STORED RECORDS »
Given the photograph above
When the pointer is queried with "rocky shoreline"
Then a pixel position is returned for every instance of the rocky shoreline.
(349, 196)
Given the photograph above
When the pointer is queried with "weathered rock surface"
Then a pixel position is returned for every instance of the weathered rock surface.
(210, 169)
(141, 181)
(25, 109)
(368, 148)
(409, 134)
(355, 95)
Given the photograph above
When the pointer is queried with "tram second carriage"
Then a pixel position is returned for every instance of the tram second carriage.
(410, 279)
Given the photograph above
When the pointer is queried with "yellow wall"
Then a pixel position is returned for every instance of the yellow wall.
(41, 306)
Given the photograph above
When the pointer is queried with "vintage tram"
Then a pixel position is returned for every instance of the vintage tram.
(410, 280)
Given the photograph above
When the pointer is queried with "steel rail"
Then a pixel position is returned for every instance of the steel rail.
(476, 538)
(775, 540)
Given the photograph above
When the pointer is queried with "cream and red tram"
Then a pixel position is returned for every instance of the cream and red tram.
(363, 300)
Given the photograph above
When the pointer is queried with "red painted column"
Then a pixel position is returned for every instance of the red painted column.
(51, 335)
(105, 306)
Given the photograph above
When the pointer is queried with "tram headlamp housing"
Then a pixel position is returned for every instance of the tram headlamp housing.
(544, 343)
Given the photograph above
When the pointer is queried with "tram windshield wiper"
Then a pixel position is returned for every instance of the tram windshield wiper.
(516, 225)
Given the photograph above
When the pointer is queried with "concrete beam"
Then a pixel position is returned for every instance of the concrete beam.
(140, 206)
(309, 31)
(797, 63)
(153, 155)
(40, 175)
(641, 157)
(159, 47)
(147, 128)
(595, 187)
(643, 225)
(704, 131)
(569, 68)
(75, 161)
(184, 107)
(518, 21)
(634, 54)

WHAT IS NEEDED » Rewrite the whole listing, changing "pixel position" to "pixel coordinate" everywhere it occurs and leaving every other word as it is.

RESULT »
Given the photograph above
When the pointer is queried with "rocky shoreline"
Then a pixel coordinate is returned for every instance of the rocky shoreline.
(349, 196)
Given the photograph above
When the pointer is queried with "weathered rock surface"
Then a pixel coordinate is returned for every instance of the weathered rock surface.
(210, 169)
(141, 181)
(25, 109)
(368, 148)
(409, 134)
(355, 95)
Given the photograph above
When the pointer is queried with "tram second carriage"
Then a pixel coordinate is returned for every instance of the tram second carriage.
(410, 279)
Given the photograph above
When the pointer is queried with "yellow wall"
Then a pixel coordinate is returned for every instance of the yellow wall.
(41, 306)
Given the photograph above
When the pointer is queried with "vintage tram"
Then a pixel coordinate is returned for every instance of the vintage tram.
(410, 280)
Given the photograph above
When the pointer is queried with "steel rail"
Then a pixel coordinate is returned for every instance of the steel rail.
(476, 538)
(775, 540)
Given the photograph above
When the pointer is queried with "cream and red tram"
Then a pixel coordinate is returned for every instance of the cream and red tram.
(363, 300)
Given the photograph above
When the pointer is queried with "red painted column"
Then a pixel coordinate is returned for every instance of the red painted column.
(51, 335)
(105, 306)
Given the photograph above
When the pointer is queried with "tram headlamp housing"
Then a pixel coordinate is returned for every instance of the tram headlamp housing.
(544, 343)
Given the photograph above
When the pointer is queried with "tram windshield wiper"
Then a pixel coordinate is returned for every instance of the tram windshield wiper.
(516, 225)
Given the photograph above
When the pointer is queried with "concrete beam"
Then a pixel coordinate is returned for every instance of the concrete beam.
(140, 206)
(309, 31)
(797, 63)
(153, 155)
(40, 175)
(641, 157)
(159, 47)
(147, 128)
(595, 187)
(643, 225)
(704, 131)
(569, 68)
(75, 161)
(184, 107)
(518, 21)
(634, 54)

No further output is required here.